Change it to "once per round".


----------



## Lauberfen (May 27, 2009)

I was reading the DMG on Solos, and it says they are 4x the HP until 10th level.

Having a look through the MM, it looks like this the case.

So how does this relate to the new system? Is it only high level monsters that should be adjusted down?


----------



## Derren (May 27, 2009)

Klaus said:


> 4.5? I don't think so.
> 
> More likely 4.1, 4.2, 4.3, with little tweaks and changes added as the PHs and DMGs are released (like the re-done Stealth in PH2).




And with the #2 Core books we already have 4.1
Expertise feats, NAD enhancers, changed solo design, changed heavy armour (adventurer guide).
Add that to rather bad vanilla skill challenges and stealth rules.
Didn't WOtC promise to be more careful with playtesting?



fba827 said:


> Yeah, agreed.  They aren't saying that the old stuff all needs errata/update (whether you agree with that or not is another matter). But rather they are saying that this is the new design basis that they are using for MM2 (and possibly onwards).
> 
> They only mentioned adjusting orcus if you did want the same design template applied to both monsters for the sake of having them battle one another like they talk about in that article.
> 
> That, however, does not stop anyone from making some or all of those changes to MM1 monsters if they feel it would work better for their group.




Of course they are saying that.
They can hardly say things like  "We messed up badly when designing solo monsters which makes them unbalanced and boring. But we won't errata them. Instead you should buy our new book which has better solo monsters in it"


----------



## Elric (May 27, 2009)

Derren said:


> Of course they are saying that.
> They can hardly say "We messed up badly when designing solo monsters which makes them unbalanced and boring. But we won't errata them. Instead you should buy our new book which has better solo monsters in it"




Actually, in the MM2 podcast, they say exactly that.  Roughly, "We included hydras in MM2 in part because the MM1 hydras don't work, and we've decided not to errata the MM1 hydras."

One of the guys in the podcast mentions (around 9:00 in) finding out the hard way about the poor design of the hydra because Jonathan Tweet, who used a lot of solos and minions, was his GM, and the hydra didn't work ("It's really, really lame").  Then they laugh about wishing he'd run it before the game came out.

# Dataset:

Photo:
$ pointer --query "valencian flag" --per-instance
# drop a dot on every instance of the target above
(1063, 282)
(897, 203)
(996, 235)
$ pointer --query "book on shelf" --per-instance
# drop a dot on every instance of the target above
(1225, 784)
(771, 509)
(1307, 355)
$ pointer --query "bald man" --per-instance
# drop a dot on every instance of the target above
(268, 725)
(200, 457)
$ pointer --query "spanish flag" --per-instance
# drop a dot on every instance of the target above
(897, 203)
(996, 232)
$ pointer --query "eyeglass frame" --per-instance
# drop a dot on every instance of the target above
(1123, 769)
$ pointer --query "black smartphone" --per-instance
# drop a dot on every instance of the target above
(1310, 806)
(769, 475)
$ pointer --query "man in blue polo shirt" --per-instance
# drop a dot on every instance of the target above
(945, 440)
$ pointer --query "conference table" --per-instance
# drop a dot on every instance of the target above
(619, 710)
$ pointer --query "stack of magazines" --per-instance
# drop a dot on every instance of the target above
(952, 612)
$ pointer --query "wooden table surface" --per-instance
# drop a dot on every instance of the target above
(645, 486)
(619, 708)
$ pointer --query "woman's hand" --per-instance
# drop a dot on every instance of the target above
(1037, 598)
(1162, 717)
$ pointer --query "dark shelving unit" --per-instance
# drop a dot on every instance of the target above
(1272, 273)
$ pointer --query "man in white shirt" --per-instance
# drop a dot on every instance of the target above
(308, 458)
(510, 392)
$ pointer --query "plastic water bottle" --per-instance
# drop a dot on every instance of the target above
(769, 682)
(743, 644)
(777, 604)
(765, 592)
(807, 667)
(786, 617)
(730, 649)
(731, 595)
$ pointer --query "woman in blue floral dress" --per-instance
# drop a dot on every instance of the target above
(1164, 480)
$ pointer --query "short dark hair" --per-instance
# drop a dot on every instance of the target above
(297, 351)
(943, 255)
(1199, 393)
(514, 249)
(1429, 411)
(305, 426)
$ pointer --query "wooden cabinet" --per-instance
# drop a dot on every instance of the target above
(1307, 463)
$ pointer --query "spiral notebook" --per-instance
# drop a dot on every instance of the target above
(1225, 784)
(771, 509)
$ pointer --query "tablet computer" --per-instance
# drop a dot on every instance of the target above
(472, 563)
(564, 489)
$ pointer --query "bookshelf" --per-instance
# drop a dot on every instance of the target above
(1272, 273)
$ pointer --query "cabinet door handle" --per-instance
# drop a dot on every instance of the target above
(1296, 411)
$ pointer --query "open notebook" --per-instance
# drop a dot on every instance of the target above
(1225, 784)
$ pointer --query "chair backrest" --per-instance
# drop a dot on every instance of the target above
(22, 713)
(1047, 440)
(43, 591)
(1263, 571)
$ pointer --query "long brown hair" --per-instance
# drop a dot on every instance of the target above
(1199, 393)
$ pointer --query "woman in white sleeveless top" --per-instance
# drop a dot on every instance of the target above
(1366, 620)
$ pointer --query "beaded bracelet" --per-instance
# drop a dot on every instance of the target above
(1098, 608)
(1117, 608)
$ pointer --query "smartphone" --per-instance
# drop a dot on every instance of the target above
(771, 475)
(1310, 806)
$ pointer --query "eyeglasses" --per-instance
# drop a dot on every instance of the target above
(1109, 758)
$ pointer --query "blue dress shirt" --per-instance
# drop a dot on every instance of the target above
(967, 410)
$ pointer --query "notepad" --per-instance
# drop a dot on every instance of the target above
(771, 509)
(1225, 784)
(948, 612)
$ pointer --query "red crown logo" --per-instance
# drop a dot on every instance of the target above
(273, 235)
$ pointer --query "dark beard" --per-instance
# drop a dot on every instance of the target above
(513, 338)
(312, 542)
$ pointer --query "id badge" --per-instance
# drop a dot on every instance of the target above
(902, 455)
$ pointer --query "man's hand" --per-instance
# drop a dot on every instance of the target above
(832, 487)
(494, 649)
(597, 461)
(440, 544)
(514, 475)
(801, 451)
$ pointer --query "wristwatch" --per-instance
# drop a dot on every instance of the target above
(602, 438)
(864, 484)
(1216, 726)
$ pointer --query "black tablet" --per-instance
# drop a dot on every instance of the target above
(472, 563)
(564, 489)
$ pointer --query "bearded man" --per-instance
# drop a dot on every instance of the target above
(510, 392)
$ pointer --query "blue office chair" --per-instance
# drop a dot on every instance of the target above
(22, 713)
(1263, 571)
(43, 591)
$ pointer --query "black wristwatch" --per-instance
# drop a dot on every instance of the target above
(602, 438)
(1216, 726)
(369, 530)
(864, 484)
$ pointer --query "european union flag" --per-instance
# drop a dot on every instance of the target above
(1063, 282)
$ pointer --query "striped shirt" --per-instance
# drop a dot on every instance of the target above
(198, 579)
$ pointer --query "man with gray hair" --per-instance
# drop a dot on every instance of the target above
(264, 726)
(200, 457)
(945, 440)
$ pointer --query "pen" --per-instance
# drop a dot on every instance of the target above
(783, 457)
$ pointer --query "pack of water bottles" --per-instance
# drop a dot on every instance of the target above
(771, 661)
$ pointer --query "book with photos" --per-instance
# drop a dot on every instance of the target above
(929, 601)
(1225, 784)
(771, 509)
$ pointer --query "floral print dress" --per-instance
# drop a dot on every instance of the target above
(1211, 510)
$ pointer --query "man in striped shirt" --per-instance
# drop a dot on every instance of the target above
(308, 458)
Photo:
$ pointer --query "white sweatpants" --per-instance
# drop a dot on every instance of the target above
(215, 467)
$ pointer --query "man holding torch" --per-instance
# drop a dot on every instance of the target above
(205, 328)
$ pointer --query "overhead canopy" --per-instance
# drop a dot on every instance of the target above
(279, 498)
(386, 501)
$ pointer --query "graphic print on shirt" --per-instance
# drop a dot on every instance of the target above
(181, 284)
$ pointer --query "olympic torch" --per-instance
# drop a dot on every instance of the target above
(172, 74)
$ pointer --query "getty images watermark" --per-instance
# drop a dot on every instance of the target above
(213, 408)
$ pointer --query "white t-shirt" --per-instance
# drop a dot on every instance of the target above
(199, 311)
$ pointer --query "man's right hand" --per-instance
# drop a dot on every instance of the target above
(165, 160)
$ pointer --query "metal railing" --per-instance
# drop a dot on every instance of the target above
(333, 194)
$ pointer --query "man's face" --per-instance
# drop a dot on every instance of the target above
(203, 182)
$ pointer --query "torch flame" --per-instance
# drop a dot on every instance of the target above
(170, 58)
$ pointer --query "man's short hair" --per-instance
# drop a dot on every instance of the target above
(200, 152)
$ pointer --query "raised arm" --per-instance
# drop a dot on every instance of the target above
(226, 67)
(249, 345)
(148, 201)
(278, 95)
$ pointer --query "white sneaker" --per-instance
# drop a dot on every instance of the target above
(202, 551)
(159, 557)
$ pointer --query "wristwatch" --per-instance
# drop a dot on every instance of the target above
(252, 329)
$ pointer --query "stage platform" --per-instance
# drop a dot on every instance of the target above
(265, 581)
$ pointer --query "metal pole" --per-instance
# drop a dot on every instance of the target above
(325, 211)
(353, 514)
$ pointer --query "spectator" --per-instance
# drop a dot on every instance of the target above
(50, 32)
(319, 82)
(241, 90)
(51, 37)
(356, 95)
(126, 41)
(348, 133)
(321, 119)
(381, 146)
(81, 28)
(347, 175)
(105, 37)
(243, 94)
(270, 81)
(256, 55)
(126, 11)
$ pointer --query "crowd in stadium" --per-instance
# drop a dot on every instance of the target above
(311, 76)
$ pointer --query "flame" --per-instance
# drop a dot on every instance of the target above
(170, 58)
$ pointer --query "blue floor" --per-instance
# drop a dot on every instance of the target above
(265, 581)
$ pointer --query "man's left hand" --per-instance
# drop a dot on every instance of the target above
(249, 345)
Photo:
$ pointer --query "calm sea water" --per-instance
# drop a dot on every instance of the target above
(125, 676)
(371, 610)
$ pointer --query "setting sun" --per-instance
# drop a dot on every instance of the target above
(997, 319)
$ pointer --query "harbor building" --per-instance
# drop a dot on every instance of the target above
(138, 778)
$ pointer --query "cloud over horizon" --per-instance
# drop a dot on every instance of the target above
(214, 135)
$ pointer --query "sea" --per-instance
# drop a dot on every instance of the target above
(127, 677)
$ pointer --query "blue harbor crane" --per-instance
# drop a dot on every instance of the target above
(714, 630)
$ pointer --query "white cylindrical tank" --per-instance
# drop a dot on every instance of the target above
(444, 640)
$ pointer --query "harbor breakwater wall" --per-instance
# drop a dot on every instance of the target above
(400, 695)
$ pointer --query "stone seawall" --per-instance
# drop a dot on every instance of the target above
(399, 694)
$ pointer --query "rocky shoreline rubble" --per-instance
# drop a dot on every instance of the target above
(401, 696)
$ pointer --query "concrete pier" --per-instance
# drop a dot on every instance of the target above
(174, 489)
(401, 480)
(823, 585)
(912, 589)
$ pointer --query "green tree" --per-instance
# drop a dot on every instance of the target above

# Problem set:
**a.** List the changes that Derren says the #2 Core books already bring, in the forum thread on solo monster design.
**b.** Carry on the forum thread on solo monster design from the point where it stops.
None of the lines are needed for what follows.

# Answers to the tasks:
**a.**
- Expertise feats
- NAD enhancers
- changed solo design
- changed heavy armour (adventurer guide)

**b.**
For what it's worth, the worst hydra of the bunch in MM1 is clearly the level 12 Fen Hydra, which both has a lower attack bonus for its level, only has 4 heads, and has no ranged attack.  This gives it truly pitiful offense.  It needs at least +2 to hit and +2 damage per head with its listed HP total, and with 100 fewer HP (to correspond to the MM2 design guidelines), it would need more damage still.  

Now, even if the MM1 hydras had enough offense to be threatening, they'd still be boring due to the total lack of special abilities (they also have no incentive to ever spread out their attacks, making it a "beat on same character every round" kind of fight).  Still, it would be better than a nonthreatening fight that would be boring even it is were threatening; that makes for a _really_ boring fight.


----------



## CapnZapp (May 28, 2009)

Good post, Elric! Make it hard on the WotC apologetists!

(Just because we will have to live by WotC's decisions doesn't mean we have to like them. In fact, I dislike their underhanded way of fixing the game only for repeat customers; shucking the PHB1/DMG1/MM1-only customers by the wayside; so much I _want_ the forums to erupt in complaints, as this is probably the only way they'll ever change. No wonder the customers pirate books. In one sense, that's voting with your wallets, taking for yourself what WotC should have given out for free)


----------



## Mustrum_Ridcully (May 28, 2009)

CapnZapp said:


> Good post, Elric! Make it hard on the WotC apologetists!
> 
> (Just because we will have to live by WotC's decisions doesn't mean we have to like them. In fact, I dislike their underhanded way of fixing the game only for repeat customers; shucking the PHB1/DMG1/MM1-only customers by the wayside; so much I _want_ the forums to erupt in complaints, as this is probably the only way they'll ever change. No wonder the customers pirate books. In one sense, that's voting with your wallets, taking for yourself what WotC should have given out for free)



No, I think the only thing that makes sense is to put the improved stuff out in rule books, in print. 

If you hide it in errata, people might or might not catch it. They definitely will have trouble using it effectively. There is no point in having dozens or more stat blocks completely revamped in an errata document. of course they could put out the errata in the next printing of the book, but then they are telling you: Rebuy the product you already have. That's stupid, too. 

Besides, changing a stat block might sound trivial, but it also effects the editing and layout of the book and might trigger lots of reworkings, for a minor gain. And I don't want them wasting resources on old products. 

It is inevitable that over the course of the design of your game, you will find ways to improve old stuff. Trying to "fix" things in the previous books is a waste of effort and makes the entire system a mess. 

"We're playing D&D 4, but only by the rules of the 3rd printing of the PHB I and the fourth printing of the MM 1."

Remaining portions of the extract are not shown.